TASK OBJECTIVE » Reproduce the stretch from the start of the records through the line containing "top-left (383, 254), bottom-right (402, 265)", both ends included, scaling every bounding-box coordinate in the answers by 1.5 and rounding to whole numbers with halves rounded up, while leaving the requests and their sample output lines unchanged. Omit the pictures from your output.

RECORD LIST »
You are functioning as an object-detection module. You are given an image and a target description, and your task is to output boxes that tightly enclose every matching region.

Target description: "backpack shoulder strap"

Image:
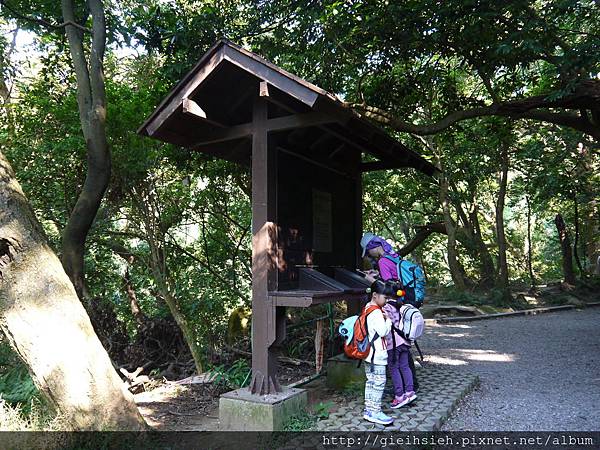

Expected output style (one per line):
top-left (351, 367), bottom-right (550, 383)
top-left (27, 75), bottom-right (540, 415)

top-left (365, 305), bottom-right (381, 317)
top-left (383, 254), bottom-right (402, 265)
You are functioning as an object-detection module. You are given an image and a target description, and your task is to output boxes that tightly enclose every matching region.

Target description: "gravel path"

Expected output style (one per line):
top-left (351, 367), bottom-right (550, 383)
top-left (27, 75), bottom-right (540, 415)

top-left (419, 307), bottom-right (600, 431)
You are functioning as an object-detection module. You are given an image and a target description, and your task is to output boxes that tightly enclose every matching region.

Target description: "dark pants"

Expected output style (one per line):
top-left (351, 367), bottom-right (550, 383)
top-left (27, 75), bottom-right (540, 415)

top-left (408, 351), bottom-right (419, 392)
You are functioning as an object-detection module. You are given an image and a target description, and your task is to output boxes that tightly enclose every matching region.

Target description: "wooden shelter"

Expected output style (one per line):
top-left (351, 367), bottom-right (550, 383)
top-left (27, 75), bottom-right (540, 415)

top-left (138, 40), bottom-right (436, 394)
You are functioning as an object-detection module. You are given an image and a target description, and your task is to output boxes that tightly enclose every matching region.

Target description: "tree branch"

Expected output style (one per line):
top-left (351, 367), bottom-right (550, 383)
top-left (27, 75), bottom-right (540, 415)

top-left (0, 0), bottom-right (92, 34)
top-left (349, 80), bottom-right (600, 139)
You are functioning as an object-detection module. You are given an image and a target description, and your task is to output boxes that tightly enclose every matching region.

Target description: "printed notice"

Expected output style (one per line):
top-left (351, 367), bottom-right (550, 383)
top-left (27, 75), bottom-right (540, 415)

top-left (313, 189), bottom-right (333, 253)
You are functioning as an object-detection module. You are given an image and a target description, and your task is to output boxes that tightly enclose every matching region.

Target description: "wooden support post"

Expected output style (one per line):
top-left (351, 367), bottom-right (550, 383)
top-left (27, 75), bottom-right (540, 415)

top-left (250, 93), bottom-right (285, 395)
top-left (346, 172), bottom-right (363, 316)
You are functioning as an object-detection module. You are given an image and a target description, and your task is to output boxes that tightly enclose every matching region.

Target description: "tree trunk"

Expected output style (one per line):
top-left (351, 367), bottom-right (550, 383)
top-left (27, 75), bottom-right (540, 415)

top-left (440, 175), bottom-right (466, 291)
top-left (573, 192), bottom-right (585, 278)
top-left (525, 195), bottom-right (535, 287)
top-left (554, 214), bottom-right (575, 285)
top-left (496, 143), bottom-right (510, 297)
top-left (0, 153), bottom-right (145, 430)
top-left (61, 0), bottom-right (111, 298)
top-left (469, 203), bottom-right (496, 288)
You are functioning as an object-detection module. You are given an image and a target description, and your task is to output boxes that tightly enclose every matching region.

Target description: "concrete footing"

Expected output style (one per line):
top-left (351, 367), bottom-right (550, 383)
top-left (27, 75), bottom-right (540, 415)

top-left (327, 353), bottom-right (366, 389)
top-left (219, 387), bottom-right (307, 431)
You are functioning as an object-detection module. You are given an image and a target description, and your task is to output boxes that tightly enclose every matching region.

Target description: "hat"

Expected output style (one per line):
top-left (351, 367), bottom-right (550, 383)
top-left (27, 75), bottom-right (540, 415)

top-left (360, 233), bottom-right (377, 258)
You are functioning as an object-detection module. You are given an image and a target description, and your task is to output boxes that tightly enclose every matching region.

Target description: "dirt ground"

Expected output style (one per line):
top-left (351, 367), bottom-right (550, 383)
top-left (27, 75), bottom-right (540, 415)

top-left (134, 364), bottom-right (314, 431)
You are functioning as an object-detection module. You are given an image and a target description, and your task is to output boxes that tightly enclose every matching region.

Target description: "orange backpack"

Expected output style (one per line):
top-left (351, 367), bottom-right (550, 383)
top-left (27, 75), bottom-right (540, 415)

top-left (344, 305), bottom-right (381, 359)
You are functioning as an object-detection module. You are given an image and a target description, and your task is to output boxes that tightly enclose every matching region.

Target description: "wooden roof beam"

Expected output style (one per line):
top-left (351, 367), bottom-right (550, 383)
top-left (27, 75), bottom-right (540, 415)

top-left (190, 111), bottom-right (342, 149)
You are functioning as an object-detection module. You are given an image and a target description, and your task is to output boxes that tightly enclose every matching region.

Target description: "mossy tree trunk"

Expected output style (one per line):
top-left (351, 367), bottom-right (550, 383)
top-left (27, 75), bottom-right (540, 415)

top-left (0, 153), bottom-right (146, 430)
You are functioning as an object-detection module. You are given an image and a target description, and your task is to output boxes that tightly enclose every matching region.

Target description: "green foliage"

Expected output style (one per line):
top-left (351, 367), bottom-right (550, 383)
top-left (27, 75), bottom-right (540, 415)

top-left (208, 359), bottom-right (250, 389)
top-left (283, 402), bottom-right (333, 431)
top-left (0, 342), bottom-right (40, 414)
top-left (283, 413), bottom-right (317, 431)
top-left (313, 402), bottom-right (334, 420)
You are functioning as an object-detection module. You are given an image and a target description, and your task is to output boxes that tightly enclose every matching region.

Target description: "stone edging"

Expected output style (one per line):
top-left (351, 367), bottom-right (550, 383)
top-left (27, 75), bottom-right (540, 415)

top-left (425, 302), bottom-right (600, 325)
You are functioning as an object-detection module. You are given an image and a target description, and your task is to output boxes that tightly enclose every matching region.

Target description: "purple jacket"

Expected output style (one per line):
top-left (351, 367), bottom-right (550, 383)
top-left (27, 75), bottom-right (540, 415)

top-left (377, 253), bottom-right (398, 281)
top-left (383, 302), bottom-right (411, 350)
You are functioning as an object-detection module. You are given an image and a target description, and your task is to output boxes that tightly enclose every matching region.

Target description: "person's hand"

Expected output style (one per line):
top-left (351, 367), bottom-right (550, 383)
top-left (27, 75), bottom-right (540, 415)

top-left (365, 270), bottom-right (379, 284)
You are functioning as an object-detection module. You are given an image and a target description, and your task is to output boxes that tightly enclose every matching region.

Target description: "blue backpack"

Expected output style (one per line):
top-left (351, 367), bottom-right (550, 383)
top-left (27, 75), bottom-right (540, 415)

top-left (383, 255), bottom-right (425, 308)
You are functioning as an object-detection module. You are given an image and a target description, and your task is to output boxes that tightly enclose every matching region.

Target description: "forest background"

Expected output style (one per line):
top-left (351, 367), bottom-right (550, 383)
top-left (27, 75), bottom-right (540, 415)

top-left (0, 0), bottom-right (600, 428)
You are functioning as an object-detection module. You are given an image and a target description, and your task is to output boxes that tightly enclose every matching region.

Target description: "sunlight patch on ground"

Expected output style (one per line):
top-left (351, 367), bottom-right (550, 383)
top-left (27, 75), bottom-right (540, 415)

top-left (427, 355), bottom-right (467, 366)
top-left (456, 349), bottom-right (515, 362)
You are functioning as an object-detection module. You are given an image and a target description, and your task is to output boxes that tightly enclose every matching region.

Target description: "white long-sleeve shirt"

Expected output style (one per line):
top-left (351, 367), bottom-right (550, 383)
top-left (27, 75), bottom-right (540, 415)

top-left (365, 302), bottom-right (392, 366)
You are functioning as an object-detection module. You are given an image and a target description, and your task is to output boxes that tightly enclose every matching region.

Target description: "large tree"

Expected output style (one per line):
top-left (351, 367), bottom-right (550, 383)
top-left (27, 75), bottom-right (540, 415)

top-left (0, 0), bottom-right (111, 299)
top-left (0, 149), bottom-right (145, 430)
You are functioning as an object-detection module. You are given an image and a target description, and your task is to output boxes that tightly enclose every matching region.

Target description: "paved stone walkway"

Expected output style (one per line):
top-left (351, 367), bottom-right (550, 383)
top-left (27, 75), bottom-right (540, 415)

top-left (315, 359), bottom-right (478, 431)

ANSWER TO THIS TASK »
You are functioning as an object-detection module. You are given an image and a target description, and your task is to output boxes that tightly enclose every matching region.

Target description: "backpack shoulder strap"

Image:

Expected output style (one per line):
top-left (351, 367), bottom-right (550, 383)
top-left (27, 75), bottom-right (540, 415)

top-left (548, 458), bottom-right (572, 476)
top-left (575, 381), bottom-right (603, 398)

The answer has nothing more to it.